WORK TO COMPLETE: Which lines in the rows below contain the string "rough"? Show each of them in full.

[GIVEN RECORDS Boundary: Start]

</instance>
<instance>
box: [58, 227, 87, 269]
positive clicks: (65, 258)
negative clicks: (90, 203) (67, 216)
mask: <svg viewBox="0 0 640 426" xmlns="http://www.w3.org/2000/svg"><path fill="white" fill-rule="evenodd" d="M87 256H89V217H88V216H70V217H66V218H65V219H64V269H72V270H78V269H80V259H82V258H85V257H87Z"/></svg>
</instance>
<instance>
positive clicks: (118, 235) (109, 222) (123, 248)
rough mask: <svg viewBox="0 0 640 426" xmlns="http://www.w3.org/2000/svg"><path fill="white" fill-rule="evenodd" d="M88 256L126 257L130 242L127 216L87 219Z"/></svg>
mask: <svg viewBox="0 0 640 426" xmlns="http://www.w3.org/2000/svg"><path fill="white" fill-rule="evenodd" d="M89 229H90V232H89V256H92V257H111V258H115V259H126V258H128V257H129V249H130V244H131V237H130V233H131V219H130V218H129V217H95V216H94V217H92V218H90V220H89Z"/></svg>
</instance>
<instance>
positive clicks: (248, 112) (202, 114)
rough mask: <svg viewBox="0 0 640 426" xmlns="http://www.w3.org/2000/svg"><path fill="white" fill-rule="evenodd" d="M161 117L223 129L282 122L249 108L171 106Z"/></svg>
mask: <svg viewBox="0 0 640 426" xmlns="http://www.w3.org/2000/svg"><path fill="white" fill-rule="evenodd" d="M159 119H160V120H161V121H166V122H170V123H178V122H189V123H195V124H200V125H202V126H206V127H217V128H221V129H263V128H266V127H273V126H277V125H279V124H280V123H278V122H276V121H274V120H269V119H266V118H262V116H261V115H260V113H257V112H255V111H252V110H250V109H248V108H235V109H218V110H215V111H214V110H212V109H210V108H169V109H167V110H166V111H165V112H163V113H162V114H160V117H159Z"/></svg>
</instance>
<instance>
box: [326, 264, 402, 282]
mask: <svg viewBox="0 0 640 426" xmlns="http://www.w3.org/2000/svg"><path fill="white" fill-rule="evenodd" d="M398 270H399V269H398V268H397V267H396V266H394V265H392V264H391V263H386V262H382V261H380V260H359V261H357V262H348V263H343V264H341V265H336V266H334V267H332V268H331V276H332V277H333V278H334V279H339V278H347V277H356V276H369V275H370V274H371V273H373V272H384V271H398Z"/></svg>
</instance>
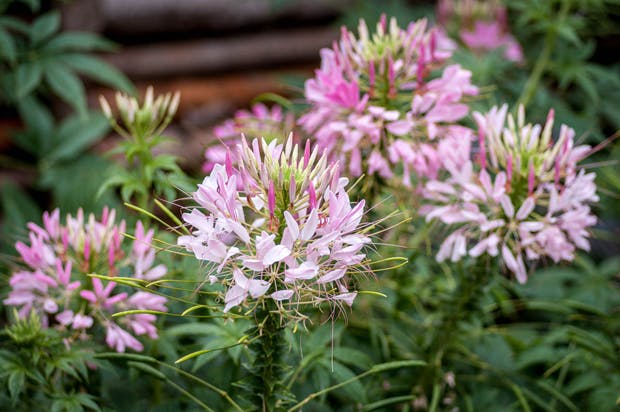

[GIVEN RECORDS Boundary: End]

TASK OUTPUT:
rough mask: <svg viewBox="0 0 640 426" xmlns="http://www.w3.org/2000/svg"><path fill="white" fill-rule="evenodd" d="M88 256L126 257L130 242L127 216L87 219Z"/></svg>
rough mask: <svg viewBox="0 0 640 426" xmlns="http://www.w3.org/2000/svg"><path fill="white" fill-rule="evenodd" d="M161 117L223 129L282 122L249 108L171 106Z"/></svg>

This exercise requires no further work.